§ **GIVEN PASSAGE**
====

One thing worths mentioning here, is that

• WARP > Match Functions in Binary Ninja is a feature that uses the Workflow-Assisted Reverse-engineering Platform (WARP) system to identify and match unctions in the binary against a large database of known functions from other binaries or libraries.
• This automated matching helps you quickly recognizse standard library functions, compiler-generated code, or reused code across different binaries, improving analysis efficiency and accuracy by automatically renaming and annotating matched functions.

Error Handling:

• sub_140018270(7): Called on initialisation errors

Call Graph Summary

_start (0x140017e50) [ENTRY POINT]
├── sub_14001813c() [Security Cookie Init]
│   ├── GetSystemTimeAsFileTime()
│   ├── GetCurrentThreadId()
│   ├── GetCurrentProcessId()
│   └── QueryPerformanceCounter()
│
└── __scrt_common_main_seh() [TAIL CALL]
    ├── __scrt_initialize_crt(1)
    ├── __scrt_acquire_startup_lock()
    ├── _initterm_e()
    ├── _initterm()
    ├── __scrt_release_startup_lock()
    ├── _get_initial_narrow_environment()
    ├── main() [0x140001620] ← THE PROGRAM
    │   └── sub_140002520(sub_140001270)
    ├── _cexit() or exit()
    └── __scrt_uninitialize_crt(1, 0)

4. main function

In Rust program, usually there are wrappers for entry point functions and main function (see figures below).

HIL View

Disassembly

A - sub_140002520 in x64 Rust Program

Normally, pure C program should look liks this (x64 PE file can be found at ../../datasets/Benigh-Samples/01-basic-pl-concept/c-output/hello-x64.exe):

#include <stdio.h>

int main(int argc, char** argv) {
    printf("Hello World\n");
    return 0;
}

Disaseembly of simple C program:

main:
    sub    rsp, 0x28           ; Allocate stack
    lea    rcx, [string]       ; Load "Hello World\n"

====

Data records:
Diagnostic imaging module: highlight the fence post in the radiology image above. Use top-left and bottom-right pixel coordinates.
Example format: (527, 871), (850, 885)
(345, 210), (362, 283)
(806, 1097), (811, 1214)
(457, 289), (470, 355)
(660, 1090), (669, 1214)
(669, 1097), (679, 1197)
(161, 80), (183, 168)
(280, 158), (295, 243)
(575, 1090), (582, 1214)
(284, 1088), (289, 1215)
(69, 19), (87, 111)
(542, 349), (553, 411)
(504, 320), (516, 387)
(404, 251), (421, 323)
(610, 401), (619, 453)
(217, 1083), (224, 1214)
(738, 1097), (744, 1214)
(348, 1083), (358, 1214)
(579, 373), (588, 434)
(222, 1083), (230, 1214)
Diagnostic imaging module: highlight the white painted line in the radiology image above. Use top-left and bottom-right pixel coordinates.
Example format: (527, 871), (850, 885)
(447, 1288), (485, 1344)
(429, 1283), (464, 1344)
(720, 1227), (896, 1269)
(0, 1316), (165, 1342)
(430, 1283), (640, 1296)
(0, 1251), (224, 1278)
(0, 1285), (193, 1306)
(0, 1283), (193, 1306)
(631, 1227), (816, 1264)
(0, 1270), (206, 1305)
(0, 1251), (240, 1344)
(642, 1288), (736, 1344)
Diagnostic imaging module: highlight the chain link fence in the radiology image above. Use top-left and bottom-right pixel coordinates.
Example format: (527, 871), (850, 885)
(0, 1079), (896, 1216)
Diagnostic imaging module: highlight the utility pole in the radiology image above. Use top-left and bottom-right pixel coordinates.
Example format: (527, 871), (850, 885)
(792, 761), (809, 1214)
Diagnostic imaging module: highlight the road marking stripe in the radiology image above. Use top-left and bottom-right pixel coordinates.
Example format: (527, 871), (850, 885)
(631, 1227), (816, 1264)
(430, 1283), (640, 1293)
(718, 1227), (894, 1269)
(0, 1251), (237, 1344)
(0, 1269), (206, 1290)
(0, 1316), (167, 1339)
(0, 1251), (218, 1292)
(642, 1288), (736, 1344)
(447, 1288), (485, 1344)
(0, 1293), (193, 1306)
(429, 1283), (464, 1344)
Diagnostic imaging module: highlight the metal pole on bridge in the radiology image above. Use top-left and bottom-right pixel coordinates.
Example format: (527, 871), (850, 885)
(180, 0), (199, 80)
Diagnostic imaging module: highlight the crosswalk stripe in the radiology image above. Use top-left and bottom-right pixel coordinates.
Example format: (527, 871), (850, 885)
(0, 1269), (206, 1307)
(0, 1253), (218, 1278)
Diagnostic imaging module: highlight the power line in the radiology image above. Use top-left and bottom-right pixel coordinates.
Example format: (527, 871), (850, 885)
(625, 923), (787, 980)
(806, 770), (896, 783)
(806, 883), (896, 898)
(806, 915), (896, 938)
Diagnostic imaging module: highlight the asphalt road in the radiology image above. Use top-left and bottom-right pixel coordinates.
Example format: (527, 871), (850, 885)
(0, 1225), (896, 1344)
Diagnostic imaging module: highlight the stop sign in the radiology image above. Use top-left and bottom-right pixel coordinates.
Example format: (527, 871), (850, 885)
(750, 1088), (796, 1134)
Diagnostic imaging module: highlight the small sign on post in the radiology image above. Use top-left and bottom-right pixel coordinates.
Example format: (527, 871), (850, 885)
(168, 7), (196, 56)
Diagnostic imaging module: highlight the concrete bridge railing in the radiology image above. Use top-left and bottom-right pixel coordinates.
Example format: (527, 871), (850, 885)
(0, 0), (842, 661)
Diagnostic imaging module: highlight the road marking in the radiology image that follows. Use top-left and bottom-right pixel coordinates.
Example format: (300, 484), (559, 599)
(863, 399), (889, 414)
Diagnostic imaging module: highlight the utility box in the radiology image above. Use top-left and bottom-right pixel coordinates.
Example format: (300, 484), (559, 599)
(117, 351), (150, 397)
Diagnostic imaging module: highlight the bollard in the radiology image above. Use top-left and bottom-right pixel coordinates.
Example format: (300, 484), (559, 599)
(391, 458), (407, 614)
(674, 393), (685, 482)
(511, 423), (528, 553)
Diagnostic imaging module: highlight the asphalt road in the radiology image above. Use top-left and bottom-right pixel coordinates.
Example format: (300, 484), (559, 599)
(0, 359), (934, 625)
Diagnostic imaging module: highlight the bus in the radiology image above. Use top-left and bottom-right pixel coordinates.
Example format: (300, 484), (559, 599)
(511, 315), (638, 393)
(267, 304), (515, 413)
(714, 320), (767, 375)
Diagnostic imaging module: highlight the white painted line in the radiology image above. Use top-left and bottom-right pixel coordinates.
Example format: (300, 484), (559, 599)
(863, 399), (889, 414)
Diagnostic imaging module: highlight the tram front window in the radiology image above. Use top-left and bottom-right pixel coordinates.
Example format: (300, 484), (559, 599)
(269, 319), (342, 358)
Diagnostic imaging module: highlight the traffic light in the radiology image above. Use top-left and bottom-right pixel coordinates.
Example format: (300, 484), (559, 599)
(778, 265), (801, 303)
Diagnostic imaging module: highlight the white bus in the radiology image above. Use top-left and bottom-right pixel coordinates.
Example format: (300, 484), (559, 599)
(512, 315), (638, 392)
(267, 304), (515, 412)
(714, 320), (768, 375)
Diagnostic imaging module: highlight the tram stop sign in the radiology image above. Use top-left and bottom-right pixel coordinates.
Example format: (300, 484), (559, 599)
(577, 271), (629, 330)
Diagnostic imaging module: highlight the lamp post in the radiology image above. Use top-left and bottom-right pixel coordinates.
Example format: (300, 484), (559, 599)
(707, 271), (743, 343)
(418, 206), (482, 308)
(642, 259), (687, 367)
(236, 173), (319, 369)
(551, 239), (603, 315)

====

§ **WORK INSTRUCTIONS**
1. According to the reverse-engineering notes, at what address is main() located?
2. Summarize the reverse-engineering notes in two sentences.
3. From the reverse-engineering notes, write out the passage that begins at the words "One thing worths" and stops after "binaries or libraries.".

§ **CORRECT ANSWERS**
1. 0x140001620

2. Binary Ninja's WARP > Match Functions feature matches functions in a binary against a large database of known functions and automatically renames and annotates the matches, which makes analysis faster and more accurate. The notes also trace a call graph from _start through security cookie initialization and __scrt_common_main_seh() to main(), state that Rust programs usually wrap the entry point and main functions, and show a simple Hello World C program with the beginning of its disassembly.

3.
One thing worths mentioning here, is that

• WARP > Match Functions in Binary Ninja is a feature that uses the Workflow-Assisted Reverse-engineering Platform (WARP) system to identify and match unctions in the binary against a large database of known functions from other binaries or libraries.